文書抜粋.
>>>>

人口減少フェーズにおいて多くの業界で市場が縮小していく。しかもそうした業界からは優秀な人材が流出してしまいがちだ。すると需要減少・供給力不足の二重苦の中で、多くの企業が苦戦を強いられることとなる。
タクシー業界も、まさにそうした二重苦に喘いでいる業界の1つだ。バブル崩壊以降は法人需要が減少しており、近年では人口減少や地方都市の衰退もあって市場は縮小しているようだ。加えて、タクシー運転手の高齢化・人材不足も問題となっている。
タクシー業界の再興に取り組んでいるのが、徳島のタクシー会社の跡取りとして運転手も経験した近藤氏が創業した電脳交通だ。同社は「タクシーのDXを推進し、地域交通を支え続ける」をミッションに、クラウド型タクシー配車システムなどを開発・提供。ベンチャー企業としての突破力を活かしつつ、業界の盛り上げに貢献してきた。
近藤氏は、タクシー業界の売上が低調な原因を「ニーズの取りこぼし」であると指摘する。タクシー会社での経験で得た気付きをもとに、優れたサービスを開発してきた。今回、同氏にインタビューを行い、縮小する市場での戦い方についてお話を伺った。

<<<<

指示 1. 次の(a)〜(c)がタクシー業界の記事の内容と合っているかを判断し、それぞれ「はい」か「いいえ」で答え、決め手となる記事の語句をそのまま引用せよ。(a) 電脳交通は近藤氏が創業した会社である。(b) 近藤氏はタクシー運転手を経験したことがない。(c) バブル崩壊以降、タクシーの法人需要は増えている。
指示 2. タクシー業界の記事のうち「タクシー業界も、まさに」で始まる段落を、主な事実を残して箇条書きに書き直せ。

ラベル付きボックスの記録
>>>>

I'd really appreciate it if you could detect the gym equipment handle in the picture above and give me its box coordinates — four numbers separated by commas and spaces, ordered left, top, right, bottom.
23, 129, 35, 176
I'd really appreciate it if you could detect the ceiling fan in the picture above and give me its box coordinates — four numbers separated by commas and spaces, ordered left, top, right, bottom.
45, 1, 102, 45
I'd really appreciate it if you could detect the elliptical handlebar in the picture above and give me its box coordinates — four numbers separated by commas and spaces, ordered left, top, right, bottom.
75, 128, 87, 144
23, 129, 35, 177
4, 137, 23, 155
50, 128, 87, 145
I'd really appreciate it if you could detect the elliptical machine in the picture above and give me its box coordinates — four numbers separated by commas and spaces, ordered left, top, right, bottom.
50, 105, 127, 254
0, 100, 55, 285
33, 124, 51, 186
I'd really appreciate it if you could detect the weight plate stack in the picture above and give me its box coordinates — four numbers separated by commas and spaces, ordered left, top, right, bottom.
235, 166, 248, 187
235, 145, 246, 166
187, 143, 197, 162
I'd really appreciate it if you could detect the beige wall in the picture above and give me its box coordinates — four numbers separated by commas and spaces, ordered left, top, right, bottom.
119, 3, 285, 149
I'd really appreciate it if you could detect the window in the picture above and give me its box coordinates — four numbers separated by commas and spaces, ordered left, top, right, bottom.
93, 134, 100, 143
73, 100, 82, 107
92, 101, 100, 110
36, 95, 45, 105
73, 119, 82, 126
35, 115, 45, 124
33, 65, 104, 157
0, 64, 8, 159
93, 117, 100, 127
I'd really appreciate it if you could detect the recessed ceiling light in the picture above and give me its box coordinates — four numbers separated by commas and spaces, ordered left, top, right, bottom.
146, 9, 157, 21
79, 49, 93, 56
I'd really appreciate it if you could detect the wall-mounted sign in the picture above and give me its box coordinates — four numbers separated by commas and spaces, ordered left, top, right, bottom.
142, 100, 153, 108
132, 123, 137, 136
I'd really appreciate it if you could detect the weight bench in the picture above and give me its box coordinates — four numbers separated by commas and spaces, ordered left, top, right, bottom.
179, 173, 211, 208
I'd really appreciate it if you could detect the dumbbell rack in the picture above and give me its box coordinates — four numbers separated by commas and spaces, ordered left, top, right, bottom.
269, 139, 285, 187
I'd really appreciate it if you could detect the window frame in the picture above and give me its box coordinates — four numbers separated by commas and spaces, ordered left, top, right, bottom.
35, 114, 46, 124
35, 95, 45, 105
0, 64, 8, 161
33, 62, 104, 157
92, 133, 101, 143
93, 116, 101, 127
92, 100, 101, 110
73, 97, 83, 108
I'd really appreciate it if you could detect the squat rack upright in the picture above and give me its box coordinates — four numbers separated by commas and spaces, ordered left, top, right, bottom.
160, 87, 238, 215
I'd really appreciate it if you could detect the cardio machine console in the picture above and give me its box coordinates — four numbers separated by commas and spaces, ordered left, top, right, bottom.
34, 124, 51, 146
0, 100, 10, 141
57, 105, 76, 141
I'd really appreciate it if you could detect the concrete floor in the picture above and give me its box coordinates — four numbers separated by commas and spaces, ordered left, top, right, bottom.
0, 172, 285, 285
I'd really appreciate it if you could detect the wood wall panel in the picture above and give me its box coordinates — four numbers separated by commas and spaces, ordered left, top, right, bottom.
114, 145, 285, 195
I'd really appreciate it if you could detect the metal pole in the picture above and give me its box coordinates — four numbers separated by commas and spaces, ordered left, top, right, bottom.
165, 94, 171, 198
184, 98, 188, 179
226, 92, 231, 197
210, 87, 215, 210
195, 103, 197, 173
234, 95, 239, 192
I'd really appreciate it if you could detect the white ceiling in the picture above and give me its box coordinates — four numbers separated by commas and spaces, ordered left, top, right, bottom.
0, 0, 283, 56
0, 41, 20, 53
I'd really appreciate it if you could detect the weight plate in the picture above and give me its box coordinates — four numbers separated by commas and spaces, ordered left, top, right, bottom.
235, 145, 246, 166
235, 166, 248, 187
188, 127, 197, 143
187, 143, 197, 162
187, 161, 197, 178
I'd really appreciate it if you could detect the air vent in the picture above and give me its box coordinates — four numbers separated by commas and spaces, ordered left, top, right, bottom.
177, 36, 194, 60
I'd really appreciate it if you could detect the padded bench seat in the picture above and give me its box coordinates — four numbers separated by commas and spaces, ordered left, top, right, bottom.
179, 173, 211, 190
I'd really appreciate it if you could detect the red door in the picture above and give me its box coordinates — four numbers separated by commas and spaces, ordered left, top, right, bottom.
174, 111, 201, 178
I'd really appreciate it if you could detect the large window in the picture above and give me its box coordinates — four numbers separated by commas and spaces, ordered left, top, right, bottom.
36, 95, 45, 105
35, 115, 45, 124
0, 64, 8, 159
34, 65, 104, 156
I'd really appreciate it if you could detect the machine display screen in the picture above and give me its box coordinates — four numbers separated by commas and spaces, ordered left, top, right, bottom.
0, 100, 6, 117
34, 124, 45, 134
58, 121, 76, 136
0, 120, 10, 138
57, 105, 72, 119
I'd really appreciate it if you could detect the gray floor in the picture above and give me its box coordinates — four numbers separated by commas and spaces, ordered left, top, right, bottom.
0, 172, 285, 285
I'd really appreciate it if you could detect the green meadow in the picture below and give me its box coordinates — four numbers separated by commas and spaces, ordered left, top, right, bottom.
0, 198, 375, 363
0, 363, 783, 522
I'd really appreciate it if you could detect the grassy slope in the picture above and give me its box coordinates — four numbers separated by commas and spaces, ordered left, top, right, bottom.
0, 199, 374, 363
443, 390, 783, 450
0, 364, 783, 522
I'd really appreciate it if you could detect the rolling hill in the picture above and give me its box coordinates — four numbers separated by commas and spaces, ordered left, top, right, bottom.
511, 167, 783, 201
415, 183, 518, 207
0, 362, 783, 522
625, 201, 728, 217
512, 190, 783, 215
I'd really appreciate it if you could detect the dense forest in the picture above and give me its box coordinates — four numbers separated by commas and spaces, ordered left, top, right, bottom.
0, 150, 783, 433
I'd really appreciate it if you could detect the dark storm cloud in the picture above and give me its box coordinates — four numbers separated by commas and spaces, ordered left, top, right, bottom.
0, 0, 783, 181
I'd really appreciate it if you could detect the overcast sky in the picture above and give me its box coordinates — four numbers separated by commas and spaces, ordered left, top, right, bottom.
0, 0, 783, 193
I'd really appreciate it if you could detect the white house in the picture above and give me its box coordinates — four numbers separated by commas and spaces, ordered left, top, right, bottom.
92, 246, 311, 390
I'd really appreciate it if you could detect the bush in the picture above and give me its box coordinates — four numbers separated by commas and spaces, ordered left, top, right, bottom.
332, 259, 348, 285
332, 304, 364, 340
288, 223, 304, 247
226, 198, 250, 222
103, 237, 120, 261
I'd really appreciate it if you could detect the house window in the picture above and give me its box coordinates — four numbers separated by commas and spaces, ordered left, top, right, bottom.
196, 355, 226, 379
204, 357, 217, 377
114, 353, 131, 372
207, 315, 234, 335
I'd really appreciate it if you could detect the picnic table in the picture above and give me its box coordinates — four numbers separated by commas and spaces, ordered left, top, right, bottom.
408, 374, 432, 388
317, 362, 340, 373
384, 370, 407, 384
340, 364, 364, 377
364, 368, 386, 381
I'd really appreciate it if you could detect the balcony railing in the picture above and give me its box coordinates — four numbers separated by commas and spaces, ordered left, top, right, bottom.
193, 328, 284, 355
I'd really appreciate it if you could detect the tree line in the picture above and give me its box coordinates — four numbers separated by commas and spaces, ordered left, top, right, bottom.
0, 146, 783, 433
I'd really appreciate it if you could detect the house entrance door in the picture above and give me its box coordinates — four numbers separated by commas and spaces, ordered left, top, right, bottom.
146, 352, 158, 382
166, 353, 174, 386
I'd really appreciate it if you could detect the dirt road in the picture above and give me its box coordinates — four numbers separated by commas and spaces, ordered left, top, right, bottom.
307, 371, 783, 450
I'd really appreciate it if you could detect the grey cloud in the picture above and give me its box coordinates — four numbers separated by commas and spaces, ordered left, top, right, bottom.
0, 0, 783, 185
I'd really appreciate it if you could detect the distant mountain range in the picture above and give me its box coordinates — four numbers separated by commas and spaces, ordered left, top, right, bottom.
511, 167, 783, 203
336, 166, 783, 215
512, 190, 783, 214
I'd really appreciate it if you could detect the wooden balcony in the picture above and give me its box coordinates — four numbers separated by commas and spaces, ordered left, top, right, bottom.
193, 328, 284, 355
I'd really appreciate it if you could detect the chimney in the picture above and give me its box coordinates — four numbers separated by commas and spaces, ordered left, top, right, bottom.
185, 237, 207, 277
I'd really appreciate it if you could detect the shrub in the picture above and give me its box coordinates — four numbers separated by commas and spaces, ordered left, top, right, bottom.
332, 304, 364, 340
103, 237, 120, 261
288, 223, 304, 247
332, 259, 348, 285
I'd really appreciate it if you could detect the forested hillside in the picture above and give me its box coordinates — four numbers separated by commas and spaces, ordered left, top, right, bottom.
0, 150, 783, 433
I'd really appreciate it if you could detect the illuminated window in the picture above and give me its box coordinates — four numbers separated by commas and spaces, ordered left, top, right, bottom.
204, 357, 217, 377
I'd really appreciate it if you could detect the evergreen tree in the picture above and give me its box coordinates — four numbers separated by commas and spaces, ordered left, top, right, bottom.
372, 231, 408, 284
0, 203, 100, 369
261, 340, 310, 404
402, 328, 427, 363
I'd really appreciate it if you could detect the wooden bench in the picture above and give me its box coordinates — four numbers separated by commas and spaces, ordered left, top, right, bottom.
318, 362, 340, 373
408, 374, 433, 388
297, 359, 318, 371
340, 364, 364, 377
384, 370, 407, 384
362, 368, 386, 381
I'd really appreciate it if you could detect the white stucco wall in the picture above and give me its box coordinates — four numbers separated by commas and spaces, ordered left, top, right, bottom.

<<<<

正解 1.
(a) はい:「近藤氏が創業した電脳交通だ」
(b) いいえ:「運転手も経験した」
(c) いいえ:「バブル崩壊以降は法人需要が減少しており」

正解 2.
- タクシー業界は需要減少と供給力不足の二重苦に喘いでいる。
- バブル崩壊以降、法人需要が減少している。
- 近年は人口減少や地方都市の衰退もあり、市場が縮小しているようだ。
- タクシー運転手の高齢化と人材不足も問題になっている。